[begin LISTED ENTRIES]
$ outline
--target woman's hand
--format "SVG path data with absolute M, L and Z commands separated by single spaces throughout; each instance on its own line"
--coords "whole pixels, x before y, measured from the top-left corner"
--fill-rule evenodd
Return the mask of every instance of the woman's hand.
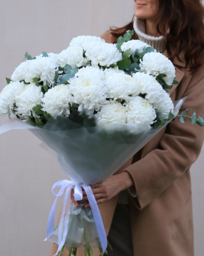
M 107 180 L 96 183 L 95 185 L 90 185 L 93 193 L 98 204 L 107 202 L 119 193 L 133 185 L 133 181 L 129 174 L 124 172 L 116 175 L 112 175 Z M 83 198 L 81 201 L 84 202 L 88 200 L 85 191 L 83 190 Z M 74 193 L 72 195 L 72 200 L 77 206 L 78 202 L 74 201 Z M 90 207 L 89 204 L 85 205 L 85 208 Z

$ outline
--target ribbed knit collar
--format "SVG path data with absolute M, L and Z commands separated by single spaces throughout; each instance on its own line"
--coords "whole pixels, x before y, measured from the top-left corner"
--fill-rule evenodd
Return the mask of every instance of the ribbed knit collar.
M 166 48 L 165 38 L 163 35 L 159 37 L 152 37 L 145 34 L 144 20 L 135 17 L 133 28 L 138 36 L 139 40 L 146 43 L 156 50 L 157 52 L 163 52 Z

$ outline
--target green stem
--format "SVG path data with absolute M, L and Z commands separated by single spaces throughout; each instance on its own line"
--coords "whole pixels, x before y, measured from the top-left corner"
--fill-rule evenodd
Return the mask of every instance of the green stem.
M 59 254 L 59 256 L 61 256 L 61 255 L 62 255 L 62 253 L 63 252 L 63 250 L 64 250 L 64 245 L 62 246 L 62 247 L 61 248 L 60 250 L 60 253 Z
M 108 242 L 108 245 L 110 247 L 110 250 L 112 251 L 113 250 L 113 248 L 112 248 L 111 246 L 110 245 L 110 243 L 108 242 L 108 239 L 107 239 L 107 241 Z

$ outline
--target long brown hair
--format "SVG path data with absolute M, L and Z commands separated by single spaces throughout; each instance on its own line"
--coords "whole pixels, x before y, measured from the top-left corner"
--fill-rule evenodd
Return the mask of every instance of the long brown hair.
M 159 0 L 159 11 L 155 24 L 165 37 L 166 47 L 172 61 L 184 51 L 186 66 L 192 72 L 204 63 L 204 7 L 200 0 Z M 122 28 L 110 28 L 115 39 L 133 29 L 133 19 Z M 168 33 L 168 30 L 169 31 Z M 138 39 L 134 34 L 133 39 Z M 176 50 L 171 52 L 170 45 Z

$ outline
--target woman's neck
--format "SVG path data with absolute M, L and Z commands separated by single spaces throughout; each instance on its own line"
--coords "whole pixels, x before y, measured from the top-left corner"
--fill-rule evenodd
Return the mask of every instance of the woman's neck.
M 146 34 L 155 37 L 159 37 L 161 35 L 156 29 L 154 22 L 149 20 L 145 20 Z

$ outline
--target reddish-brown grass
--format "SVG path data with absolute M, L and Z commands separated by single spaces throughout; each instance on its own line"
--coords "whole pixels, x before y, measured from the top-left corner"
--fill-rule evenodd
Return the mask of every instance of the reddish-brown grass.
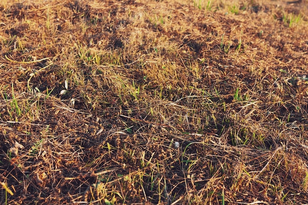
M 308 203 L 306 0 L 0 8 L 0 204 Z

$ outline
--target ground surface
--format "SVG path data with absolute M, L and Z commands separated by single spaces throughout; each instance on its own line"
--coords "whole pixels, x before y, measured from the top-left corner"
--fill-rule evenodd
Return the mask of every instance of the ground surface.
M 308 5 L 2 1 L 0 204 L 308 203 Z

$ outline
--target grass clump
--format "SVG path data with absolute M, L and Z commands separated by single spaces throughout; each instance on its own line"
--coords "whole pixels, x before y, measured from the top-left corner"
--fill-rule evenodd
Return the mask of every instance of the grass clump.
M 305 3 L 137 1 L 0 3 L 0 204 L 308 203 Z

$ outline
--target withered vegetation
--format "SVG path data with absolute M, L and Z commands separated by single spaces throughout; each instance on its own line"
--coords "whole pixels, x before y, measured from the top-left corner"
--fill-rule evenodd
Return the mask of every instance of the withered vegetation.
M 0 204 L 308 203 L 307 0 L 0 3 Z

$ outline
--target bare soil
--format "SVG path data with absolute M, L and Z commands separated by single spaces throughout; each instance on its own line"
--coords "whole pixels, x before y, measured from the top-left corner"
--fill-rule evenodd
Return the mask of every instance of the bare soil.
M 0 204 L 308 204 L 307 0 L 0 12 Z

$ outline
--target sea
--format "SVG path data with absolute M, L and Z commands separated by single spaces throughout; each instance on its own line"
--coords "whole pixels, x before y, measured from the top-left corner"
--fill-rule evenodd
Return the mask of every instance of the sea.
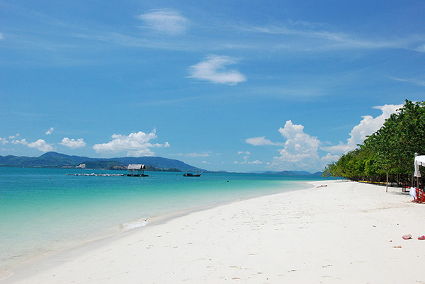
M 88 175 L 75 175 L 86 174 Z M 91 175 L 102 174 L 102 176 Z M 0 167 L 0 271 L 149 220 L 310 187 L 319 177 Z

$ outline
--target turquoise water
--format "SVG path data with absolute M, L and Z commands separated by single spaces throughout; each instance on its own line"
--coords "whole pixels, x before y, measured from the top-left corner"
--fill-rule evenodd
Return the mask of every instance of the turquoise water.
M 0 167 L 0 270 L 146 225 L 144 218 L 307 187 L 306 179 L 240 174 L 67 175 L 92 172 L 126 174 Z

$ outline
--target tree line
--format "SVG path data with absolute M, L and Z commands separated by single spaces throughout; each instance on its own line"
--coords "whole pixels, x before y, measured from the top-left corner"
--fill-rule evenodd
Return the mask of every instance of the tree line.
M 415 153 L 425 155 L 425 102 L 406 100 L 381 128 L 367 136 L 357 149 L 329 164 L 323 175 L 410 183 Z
[end LISTED ENTRIES]
[begin LISTED ENTRIES]
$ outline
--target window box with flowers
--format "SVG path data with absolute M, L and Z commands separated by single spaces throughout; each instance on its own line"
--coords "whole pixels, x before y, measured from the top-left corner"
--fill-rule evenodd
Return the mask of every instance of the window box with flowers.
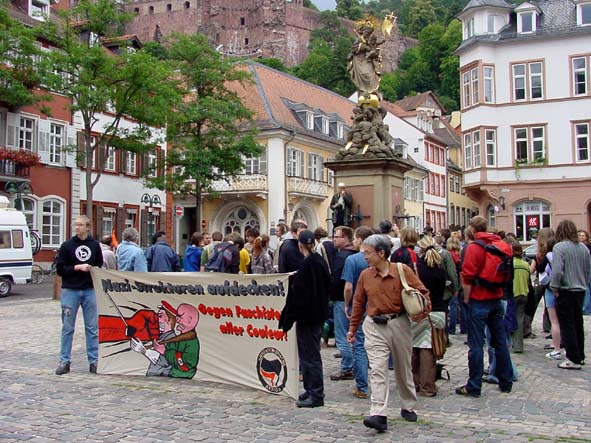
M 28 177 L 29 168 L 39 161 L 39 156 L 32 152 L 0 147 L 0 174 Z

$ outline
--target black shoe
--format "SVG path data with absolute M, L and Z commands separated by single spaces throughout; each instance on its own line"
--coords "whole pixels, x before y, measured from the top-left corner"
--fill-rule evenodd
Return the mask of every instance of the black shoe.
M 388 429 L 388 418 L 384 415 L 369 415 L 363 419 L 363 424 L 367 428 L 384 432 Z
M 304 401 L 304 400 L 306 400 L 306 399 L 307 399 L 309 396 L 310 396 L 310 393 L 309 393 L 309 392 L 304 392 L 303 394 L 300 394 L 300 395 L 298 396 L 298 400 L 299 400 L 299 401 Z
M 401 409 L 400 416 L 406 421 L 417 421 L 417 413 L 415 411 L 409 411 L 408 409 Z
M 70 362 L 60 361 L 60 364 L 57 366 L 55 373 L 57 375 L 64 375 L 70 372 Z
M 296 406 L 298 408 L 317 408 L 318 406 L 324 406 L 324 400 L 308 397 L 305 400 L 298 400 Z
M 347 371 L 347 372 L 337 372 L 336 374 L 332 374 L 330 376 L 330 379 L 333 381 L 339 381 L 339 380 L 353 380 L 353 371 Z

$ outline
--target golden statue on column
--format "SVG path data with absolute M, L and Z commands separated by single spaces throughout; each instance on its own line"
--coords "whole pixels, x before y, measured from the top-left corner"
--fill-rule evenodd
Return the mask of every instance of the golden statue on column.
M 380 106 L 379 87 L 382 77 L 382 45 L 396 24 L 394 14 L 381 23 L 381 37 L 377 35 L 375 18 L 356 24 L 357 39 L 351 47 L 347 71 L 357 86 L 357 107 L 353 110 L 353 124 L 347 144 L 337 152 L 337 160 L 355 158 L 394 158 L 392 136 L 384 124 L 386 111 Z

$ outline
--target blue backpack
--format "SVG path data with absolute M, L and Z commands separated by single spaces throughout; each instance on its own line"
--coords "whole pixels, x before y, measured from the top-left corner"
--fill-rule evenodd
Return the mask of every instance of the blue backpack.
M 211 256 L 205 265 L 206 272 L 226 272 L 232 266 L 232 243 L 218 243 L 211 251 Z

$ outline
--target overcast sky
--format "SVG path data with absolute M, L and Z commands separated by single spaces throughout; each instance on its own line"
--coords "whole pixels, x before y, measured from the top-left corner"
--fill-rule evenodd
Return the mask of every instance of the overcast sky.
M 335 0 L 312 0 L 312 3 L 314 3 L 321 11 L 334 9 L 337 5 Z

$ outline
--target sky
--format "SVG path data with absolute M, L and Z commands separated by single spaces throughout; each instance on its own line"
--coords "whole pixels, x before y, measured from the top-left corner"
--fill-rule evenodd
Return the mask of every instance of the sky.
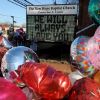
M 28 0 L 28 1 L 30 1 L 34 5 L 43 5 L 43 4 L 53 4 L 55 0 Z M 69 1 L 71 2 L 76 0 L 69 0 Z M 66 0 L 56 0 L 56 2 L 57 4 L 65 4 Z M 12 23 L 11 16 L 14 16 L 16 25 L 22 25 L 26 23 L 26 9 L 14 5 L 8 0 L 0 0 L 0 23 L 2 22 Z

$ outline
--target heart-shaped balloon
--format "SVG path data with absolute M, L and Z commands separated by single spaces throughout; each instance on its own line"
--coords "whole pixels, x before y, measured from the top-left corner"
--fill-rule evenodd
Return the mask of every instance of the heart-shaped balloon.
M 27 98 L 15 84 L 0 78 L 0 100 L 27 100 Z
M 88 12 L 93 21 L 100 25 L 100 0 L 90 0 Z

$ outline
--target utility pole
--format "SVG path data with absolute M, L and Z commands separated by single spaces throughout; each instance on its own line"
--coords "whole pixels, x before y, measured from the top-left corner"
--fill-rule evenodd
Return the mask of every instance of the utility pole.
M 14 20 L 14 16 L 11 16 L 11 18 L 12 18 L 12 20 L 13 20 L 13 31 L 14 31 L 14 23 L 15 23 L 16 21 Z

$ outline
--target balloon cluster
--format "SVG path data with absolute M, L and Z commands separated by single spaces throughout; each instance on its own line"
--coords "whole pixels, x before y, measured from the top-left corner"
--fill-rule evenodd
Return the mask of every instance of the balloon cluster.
[end LISTED ENTRIES]
[begin LISTED ENTRIES]
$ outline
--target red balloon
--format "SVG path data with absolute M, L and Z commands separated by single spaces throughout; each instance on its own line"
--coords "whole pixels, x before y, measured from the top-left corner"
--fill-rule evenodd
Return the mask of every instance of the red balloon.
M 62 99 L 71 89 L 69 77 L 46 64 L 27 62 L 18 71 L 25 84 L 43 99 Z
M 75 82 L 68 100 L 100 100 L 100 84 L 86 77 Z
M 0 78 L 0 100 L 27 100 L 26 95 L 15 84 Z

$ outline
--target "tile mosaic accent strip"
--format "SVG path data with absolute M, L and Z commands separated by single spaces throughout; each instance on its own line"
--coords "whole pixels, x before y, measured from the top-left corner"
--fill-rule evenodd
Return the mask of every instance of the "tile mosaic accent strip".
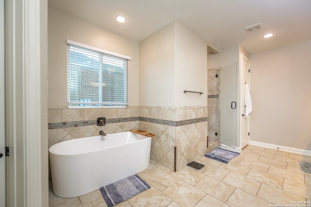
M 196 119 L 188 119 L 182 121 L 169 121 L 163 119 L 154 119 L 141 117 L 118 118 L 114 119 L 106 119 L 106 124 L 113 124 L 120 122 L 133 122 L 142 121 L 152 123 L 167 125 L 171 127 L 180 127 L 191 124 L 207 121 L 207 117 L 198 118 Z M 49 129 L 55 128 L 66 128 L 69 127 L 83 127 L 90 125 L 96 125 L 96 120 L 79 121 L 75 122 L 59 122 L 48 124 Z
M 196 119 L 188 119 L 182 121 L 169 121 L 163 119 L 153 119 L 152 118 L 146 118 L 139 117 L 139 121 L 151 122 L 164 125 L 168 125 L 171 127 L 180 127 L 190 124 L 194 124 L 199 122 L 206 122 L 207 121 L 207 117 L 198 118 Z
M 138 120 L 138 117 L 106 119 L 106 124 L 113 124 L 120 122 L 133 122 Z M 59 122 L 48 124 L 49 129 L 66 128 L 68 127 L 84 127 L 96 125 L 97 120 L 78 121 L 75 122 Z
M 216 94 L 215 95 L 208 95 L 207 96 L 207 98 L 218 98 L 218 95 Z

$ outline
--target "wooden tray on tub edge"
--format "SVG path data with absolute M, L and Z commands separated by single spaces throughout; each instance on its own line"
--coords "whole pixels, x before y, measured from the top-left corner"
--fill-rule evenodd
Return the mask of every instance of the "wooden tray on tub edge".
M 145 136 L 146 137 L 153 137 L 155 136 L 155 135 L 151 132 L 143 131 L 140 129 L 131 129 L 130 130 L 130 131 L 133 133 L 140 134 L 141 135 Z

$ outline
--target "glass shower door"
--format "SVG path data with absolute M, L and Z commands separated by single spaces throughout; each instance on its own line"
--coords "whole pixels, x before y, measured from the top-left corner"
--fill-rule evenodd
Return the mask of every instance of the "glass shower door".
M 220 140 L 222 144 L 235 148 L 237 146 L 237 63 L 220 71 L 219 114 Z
[end LISTED ENTRIES]
### DO THIS
Pick out and copy each line in the entries above that contains the word "wooden". Case counts.

### RESPONSE
--target "wooden tray on tub edge"
Return the mask of every instance of the "wooden tray on tub edge".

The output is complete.